++++ Records shown

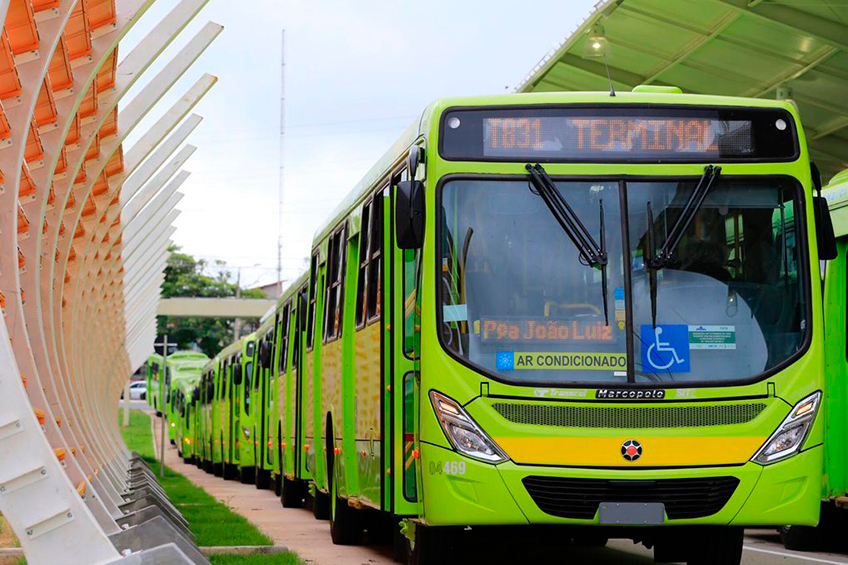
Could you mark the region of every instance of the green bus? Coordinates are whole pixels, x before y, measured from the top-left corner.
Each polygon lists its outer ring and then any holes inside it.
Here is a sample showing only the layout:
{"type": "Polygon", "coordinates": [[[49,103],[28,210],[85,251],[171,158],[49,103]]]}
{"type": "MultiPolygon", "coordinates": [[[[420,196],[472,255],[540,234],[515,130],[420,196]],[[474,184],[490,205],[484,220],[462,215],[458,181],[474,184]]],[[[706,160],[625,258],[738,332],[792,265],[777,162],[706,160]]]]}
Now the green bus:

++++++++

Written request = Write out every line of the records above without any changes, and leave out the pictures.

Worked answer =
Could you mark the region of every instance of the green bus? Coordinates are whole pixels, x before y, measured from the top-left corner.
Each polygon lists its outer ring and then any holes inside it.
Here is a sample showing only the layout:
{"type": "Polygon", "coordinates": [[[49,103],[28,210],[85,251],[171,158],[49,103]]]}
{"type": "MultiPolygon", "coordinates": [[[[420,196],[472,255],[540,234],[515,130],[420,196]],[[474,184],[490,205],[484,220],[462,215],[458,181],[474,184]]],[[[706,160],[625,258],[738,332],[792,265],[777,162],[706,160]]]]}
Now the green bus:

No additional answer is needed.